Open Society and Soros Foundation

Eugene Richards: Biography

Eugene Richards was born in Dorchester, Massachusetts. Following college, he joined AmeriCorps: VISTA (Volunteers in Service to America) and was assigned to eastern Arkansas, where he helped found a social service organization and community newspaper. After the publication of his first book, Few Comforts or Surprises: The Arkansas Delta (1973), he began working as a freelance photographer for such publications as LIFE and The New York Times Magazine. Richards’s subsequent books include Dorchester Days (1978), a portrait of the Boston neighborhood where he was born; Exploding Into Life (1986), which chronicles his first wife Dorothea’s struggle with breast cancer; Cocaine True, Cocaine Blue (1994), a study of the impact of hardcore drugs on American cities; Stepping Through the Ashes (2002), an elegy to those who lost their lives on September 11, 2001; and The Fat Baby (2004), a collection of 15 textual and photographic stories produced during the past dozen years. Among the numerous honors Richards has received are the W. Eugene Smith Memorial Award, a Guggenheim fellowship, the Overseas Press Club’s Olivier Rebbot Award, and the Robert F. Kennedy Lifetime Achievement Journalism Award for coverage of the disadvantaged.

Records supplied:
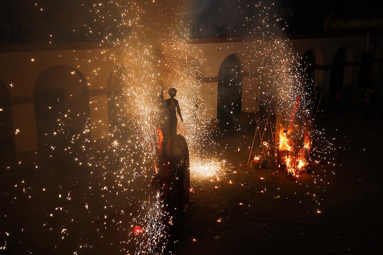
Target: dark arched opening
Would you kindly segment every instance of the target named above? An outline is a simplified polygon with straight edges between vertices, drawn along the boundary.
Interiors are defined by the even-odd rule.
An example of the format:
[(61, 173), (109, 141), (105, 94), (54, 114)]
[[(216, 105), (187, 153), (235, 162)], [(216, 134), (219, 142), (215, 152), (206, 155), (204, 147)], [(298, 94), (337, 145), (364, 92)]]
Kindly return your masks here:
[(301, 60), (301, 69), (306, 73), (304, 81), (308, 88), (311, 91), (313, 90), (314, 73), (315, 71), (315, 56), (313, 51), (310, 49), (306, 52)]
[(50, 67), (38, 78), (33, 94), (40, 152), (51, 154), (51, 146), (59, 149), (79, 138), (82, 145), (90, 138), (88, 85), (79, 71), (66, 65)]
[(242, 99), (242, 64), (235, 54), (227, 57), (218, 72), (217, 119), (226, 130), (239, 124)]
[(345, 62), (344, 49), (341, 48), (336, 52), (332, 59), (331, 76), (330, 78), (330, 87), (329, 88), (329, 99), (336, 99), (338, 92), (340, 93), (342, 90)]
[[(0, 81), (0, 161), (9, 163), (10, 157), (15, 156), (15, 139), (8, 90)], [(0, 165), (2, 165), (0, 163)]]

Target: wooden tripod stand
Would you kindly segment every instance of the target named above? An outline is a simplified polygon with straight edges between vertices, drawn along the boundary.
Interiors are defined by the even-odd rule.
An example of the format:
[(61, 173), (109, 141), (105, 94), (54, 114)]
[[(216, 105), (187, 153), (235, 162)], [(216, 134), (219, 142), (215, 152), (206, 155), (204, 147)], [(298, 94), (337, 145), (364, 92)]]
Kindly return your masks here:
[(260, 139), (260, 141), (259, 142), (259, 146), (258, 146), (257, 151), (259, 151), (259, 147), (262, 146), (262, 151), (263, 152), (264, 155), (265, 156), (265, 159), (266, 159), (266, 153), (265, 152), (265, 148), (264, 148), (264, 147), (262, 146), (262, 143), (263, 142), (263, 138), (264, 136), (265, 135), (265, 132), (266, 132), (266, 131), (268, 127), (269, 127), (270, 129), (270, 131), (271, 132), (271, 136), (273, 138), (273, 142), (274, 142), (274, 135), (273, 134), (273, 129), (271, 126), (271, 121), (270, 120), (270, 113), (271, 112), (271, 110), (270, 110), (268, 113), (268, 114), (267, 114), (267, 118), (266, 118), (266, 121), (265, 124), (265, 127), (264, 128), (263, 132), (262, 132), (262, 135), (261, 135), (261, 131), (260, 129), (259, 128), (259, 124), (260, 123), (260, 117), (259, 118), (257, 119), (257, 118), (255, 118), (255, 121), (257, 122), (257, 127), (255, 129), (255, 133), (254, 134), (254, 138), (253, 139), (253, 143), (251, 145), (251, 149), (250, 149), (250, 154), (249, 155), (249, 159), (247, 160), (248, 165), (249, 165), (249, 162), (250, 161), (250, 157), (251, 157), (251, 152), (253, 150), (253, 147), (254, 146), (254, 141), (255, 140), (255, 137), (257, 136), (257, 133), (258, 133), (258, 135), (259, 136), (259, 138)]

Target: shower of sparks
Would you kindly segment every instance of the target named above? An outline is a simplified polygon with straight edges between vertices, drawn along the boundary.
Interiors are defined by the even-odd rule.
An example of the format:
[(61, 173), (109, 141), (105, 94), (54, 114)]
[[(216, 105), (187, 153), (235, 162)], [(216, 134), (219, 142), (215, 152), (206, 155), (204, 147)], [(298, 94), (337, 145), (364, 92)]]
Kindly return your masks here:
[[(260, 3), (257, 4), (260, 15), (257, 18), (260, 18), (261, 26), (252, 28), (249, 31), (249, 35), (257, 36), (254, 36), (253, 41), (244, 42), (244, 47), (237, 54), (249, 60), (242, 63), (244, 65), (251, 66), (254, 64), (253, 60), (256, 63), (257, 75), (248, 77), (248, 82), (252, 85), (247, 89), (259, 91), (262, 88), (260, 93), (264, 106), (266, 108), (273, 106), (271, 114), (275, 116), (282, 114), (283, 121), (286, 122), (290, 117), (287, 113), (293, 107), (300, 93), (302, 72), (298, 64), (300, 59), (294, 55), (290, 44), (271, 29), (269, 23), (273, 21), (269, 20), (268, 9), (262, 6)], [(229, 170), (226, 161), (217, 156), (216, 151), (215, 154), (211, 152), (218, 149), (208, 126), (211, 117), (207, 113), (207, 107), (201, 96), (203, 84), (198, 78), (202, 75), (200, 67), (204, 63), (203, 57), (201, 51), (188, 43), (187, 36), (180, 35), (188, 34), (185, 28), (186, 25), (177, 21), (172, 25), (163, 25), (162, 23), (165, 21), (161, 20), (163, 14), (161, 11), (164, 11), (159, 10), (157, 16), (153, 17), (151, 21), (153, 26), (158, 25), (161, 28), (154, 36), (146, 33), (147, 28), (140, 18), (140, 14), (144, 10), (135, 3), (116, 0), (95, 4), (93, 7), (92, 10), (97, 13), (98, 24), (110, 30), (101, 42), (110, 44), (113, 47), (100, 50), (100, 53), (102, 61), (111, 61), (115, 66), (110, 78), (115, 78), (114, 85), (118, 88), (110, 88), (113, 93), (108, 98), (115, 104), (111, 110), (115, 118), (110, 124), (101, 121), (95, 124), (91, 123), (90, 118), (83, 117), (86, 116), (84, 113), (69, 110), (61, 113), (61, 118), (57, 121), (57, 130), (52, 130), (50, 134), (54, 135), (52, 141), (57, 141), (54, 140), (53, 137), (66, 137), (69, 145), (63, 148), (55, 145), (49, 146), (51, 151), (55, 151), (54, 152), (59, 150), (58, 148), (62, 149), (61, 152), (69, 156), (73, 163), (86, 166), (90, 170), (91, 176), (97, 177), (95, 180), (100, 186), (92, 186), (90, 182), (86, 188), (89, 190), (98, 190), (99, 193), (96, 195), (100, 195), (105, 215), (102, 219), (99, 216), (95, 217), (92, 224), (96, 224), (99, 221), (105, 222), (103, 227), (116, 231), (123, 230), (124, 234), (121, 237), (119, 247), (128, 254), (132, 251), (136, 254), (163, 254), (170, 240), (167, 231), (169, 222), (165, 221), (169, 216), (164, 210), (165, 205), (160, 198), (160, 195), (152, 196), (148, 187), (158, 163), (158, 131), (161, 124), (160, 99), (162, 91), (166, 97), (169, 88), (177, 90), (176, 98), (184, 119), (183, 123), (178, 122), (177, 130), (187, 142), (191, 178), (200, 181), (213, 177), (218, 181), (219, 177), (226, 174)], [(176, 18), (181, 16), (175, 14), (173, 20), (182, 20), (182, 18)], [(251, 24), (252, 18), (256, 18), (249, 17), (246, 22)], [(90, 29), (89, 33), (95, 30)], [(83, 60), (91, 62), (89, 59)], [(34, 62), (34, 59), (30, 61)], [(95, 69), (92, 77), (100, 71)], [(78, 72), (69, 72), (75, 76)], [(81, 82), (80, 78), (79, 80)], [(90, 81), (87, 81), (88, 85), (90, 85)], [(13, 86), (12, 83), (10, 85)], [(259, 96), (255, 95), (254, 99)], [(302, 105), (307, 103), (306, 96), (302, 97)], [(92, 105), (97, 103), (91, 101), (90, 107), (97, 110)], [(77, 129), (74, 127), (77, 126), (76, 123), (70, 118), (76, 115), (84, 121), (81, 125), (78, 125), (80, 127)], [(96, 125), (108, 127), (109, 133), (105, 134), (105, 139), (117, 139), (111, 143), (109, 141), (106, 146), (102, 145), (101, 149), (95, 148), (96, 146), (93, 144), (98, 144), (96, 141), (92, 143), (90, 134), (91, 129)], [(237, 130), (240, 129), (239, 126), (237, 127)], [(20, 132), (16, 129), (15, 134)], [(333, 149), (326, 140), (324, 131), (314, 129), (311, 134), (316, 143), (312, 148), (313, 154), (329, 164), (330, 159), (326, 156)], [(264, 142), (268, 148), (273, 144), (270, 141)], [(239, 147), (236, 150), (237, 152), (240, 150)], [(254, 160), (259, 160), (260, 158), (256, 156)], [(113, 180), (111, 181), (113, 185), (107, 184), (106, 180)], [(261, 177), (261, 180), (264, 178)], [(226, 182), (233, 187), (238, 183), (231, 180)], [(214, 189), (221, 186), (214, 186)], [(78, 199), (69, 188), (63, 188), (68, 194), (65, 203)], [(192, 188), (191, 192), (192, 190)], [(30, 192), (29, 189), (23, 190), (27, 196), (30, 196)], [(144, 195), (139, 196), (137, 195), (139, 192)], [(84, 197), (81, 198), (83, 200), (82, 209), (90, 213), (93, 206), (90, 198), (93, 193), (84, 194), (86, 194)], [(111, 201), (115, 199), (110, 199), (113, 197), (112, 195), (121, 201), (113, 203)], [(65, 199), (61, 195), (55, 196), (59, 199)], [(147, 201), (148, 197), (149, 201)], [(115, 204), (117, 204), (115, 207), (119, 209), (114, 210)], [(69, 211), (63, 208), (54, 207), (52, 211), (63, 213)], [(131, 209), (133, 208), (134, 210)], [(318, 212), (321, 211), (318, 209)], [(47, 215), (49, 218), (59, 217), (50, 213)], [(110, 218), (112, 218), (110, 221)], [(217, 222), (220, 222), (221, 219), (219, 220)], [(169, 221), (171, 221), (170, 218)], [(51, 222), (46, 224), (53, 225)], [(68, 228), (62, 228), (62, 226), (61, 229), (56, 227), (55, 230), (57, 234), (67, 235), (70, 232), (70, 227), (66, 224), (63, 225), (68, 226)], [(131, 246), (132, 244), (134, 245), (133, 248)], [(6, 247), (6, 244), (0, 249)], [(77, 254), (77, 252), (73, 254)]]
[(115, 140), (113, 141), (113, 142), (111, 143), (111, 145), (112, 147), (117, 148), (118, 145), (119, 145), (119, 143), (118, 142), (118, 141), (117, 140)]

==

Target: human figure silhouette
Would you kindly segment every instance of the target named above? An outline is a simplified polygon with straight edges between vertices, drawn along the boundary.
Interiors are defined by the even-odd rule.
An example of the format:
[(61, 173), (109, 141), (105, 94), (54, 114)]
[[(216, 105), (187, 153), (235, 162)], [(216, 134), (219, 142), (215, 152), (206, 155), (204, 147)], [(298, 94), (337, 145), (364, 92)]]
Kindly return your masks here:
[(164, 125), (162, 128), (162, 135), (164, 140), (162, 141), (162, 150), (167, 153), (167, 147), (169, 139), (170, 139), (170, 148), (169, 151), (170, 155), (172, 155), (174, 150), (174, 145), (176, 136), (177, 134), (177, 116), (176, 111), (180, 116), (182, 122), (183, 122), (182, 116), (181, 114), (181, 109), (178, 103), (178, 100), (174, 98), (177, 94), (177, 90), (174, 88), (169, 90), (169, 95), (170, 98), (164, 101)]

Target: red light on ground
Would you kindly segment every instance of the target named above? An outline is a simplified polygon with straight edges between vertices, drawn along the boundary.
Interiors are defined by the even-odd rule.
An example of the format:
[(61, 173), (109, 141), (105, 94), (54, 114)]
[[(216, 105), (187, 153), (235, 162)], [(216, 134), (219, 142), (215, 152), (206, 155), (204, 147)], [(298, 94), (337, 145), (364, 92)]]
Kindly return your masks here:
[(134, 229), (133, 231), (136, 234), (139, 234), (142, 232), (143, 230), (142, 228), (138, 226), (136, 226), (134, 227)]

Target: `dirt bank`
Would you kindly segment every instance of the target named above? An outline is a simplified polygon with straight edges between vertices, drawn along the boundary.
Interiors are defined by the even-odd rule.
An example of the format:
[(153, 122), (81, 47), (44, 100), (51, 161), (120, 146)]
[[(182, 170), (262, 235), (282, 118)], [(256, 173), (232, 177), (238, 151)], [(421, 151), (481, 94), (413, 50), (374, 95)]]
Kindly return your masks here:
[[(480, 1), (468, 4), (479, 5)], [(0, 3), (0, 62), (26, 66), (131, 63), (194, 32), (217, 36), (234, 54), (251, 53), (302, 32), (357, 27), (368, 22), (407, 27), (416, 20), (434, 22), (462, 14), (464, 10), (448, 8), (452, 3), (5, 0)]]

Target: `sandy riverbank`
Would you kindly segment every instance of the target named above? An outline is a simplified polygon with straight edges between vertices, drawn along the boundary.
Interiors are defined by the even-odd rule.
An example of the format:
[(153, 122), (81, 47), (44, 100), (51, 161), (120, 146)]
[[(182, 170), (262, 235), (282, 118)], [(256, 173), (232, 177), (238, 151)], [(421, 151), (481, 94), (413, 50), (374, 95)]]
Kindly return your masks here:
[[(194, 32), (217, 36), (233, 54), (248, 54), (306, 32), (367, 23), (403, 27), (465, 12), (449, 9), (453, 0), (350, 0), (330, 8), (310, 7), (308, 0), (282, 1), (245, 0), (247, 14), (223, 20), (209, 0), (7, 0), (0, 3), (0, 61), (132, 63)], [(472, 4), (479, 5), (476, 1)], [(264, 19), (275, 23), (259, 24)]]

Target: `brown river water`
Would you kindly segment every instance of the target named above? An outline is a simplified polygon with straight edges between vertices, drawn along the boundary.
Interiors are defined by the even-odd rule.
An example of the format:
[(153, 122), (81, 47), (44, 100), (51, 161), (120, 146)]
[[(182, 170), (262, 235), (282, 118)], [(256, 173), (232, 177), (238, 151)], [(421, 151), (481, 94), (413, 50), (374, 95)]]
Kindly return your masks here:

Actions to take:
1. According to the Eugene Richards biography, where was Richards assigned after he joined VISTA?
2. Translate this sentence from the Eugene Richards biography into Spanish: "After the publication of his first book, Few Comforts or Surprises: The Arkansas Delta (1973), he began working as a freelance photographer for such publications as LIFE and The New York Times Magazine."
3. Rewrite the paragraph of the Eugene Richards biography that begins "Eugene Richards was born in Dorchester" as a list, keeping its main facts.
The material has nothing to do with the Eugene Richards biography.

Responses:
1. Eastern Arkansas.

2. Tras la publicación de su primer libro, Few Comforts or Surprises: The Arkansas Delta (1973), comenzó a trabajar como fotógrafo independiente para publicaciones como LIFE y The New York Times Magazine.

3.
- Born in Dorchester, Massachusetts.
- After college, joined AmeriCorps: VISTA and was assigned to eastern Arkansas, where he helped found a social service organization and a community newspaper.
- First book: Few Comforts or Surprises: The Arkansas Delta (1973). After it came out, he began freelancing for publications such as LIFE and The New York Times Magazine.
- Later books:
  - Dorchester Days (1978): a portrait of the Boston neighborhood where he was born.
  - Exploding Into Life (1986): his first wife Dorothea's struggle with breast cancer.
  - Cocaine True, Cocaine Blue (1994): the impact of hardcore drugs on American cities.
  - Stepping Through the Ashes (2002): an elegy to those who died on September 11, 2001.
  - The Fat Baby (2004): 15 textual and photographic stories from the past dozen years.
- Honors include:
  - The W. Eugene Smith Memorial Award.
  - A Guggenheim fellowship.
  - The Overseas Press Club's Olivier Rebbot Award.
  - The Robert F. Kennedy Lifetime Achievement Journalism Award for coverage of the disadvantaged.